Written exercise A:
Repeat the lines of the entries below exactly, starting at the line that contains "the black eyeglasses" and ending at the line that contains "pixel 438 319", with both of those lines included.

Re: RFC: Allow moved-from strings to be non-empty

classic Classic list List threaded Threaded
10 messages Options
Reply | Threaded
Open this post in threaded view
|

Re: RFC: Allow moved-from strings to be non-empty

Marc Glisse-6
On Fri, 26 Oct 2018, Ville Voutilainen wrote:

> I would rather not introduce a behavioral difference between us and
> libc++.

Why not? There are already several, and it helps find bugs. Maybe you
could convince libc++ to change as well if you want to keep the behavior
the same?

> It does slightly concern me that some users might
> actually semantically expect a moved-from string to be empty, even
> though that's not guaranteed, although for non-SSO cases
> it *is* guaranteed.

Is it? In debug mode, I'd be tempted to leave the string as "moved" (size
5, short string so there is no allocation).

--
Marc Glisse
Reply | Threaded
Open this post in threaded view
|

Re: RFC: Allow moved-from strings to be non-empty

Ville Voutilainen
On Fri, 26 Oct 2018 at 01:42, Marc Glisse <[hidden email]> wrote:
>
> On Fri, 26 Oct 2018, Ville Voutilainen wrote:
>
> > I would rather not introduce a behavioral difference between us and
> > libc++.

Written exercise B:
Translate this sentence from the forum thread above into Spanish: "There are already several, and it helps find bugs."

Records shown:
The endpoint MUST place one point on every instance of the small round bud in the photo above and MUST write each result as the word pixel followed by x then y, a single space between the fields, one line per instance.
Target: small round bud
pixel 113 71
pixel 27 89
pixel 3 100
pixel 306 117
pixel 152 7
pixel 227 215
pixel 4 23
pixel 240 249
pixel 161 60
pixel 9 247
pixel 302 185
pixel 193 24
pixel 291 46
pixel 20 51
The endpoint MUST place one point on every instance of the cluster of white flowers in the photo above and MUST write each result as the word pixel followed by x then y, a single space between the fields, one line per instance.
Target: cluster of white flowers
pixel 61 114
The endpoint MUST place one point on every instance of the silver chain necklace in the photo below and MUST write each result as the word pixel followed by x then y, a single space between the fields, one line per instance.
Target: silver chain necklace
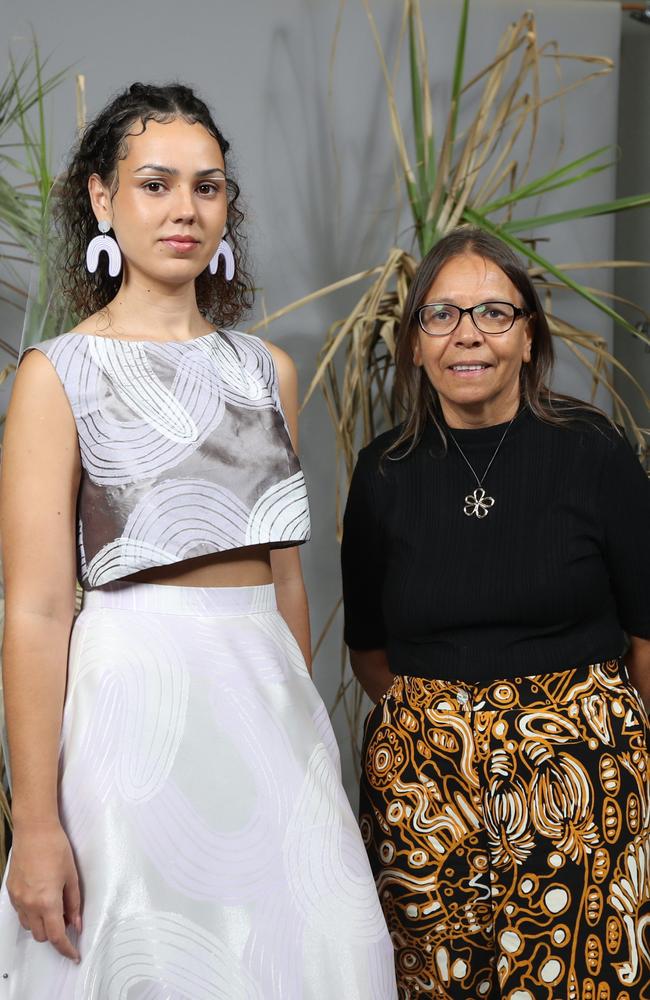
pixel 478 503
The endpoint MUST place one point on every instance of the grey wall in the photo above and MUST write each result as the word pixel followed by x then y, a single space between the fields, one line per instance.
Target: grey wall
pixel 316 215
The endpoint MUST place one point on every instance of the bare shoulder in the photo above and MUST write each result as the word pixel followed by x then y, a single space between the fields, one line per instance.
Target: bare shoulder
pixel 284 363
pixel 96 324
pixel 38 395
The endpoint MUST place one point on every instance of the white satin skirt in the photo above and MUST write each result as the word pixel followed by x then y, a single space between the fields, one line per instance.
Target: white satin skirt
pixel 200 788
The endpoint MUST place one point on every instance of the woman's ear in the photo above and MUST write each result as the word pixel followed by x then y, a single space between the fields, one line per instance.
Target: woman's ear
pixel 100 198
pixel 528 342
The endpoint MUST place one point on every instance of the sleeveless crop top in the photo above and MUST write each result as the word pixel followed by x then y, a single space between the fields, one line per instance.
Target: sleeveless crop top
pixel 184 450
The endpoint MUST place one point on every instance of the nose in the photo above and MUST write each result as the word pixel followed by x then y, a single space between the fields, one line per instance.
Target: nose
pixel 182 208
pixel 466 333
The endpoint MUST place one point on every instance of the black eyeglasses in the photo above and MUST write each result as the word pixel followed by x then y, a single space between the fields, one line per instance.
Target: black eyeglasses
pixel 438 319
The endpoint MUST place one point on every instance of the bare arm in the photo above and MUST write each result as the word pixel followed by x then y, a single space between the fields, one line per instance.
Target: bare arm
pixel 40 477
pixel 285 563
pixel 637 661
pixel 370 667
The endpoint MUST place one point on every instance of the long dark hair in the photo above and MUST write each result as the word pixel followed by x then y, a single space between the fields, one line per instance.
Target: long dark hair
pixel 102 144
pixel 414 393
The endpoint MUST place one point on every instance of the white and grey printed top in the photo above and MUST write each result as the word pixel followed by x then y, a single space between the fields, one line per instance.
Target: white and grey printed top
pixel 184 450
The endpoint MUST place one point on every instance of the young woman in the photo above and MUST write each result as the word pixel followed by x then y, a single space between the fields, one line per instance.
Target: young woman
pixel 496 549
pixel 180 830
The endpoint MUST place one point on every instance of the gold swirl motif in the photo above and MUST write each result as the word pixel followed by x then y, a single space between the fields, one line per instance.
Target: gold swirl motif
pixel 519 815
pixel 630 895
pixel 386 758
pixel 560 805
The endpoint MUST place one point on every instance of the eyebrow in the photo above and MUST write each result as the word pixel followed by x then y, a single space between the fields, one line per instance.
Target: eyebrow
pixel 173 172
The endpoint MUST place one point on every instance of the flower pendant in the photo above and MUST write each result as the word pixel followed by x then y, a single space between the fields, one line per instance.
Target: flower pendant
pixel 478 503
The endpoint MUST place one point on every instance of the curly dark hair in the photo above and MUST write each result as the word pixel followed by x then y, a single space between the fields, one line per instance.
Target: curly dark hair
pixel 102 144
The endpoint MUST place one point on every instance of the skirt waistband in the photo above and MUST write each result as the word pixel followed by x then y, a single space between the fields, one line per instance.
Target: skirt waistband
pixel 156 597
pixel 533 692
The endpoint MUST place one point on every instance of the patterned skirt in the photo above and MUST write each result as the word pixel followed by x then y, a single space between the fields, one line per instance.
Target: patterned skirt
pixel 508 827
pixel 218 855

--

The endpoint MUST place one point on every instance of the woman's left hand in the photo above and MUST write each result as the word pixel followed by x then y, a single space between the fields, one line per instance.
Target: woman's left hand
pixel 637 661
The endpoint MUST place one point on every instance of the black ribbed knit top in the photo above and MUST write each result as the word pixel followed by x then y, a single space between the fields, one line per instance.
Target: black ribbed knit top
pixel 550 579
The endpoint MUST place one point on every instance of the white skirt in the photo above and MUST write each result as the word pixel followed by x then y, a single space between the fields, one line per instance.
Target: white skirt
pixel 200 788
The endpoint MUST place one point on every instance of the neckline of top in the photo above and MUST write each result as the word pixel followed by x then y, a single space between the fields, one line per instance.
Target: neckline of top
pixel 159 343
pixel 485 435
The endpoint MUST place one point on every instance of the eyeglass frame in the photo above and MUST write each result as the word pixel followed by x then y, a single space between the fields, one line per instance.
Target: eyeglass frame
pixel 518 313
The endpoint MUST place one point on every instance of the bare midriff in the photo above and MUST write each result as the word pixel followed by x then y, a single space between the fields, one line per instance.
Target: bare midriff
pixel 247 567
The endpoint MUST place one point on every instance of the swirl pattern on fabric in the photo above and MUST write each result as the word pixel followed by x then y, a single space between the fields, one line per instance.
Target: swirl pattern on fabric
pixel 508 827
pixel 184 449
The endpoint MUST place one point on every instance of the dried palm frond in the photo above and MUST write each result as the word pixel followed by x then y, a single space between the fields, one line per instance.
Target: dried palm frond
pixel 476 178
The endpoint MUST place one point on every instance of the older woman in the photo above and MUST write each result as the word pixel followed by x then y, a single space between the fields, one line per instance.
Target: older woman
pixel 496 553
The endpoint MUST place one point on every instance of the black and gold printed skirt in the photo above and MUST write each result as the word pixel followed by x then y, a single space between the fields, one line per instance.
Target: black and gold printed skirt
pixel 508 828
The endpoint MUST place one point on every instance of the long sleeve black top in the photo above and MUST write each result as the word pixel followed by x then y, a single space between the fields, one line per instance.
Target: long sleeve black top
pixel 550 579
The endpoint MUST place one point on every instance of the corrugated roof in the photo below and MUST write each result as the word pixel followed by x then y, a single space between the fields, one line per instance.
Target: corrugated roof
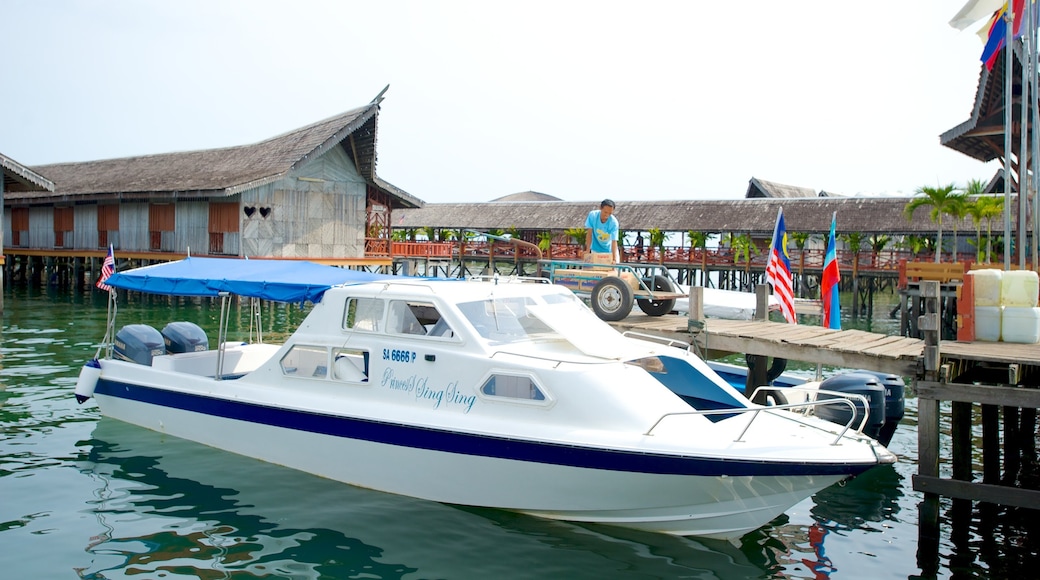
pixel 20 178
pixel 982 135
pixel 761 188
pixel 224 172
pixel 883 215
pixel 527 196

Complete answer A:
The endpoint MUST place one point on every instance of the black eyeglasses in the photo above and MUST write each result as the word pixel followed by x then y, a single space between the fields, one line per instance.
Target: black eyeglasses
pixel 438 319

Complete answer B:
Ya hay varias, y eso ayuda a encontrar errores.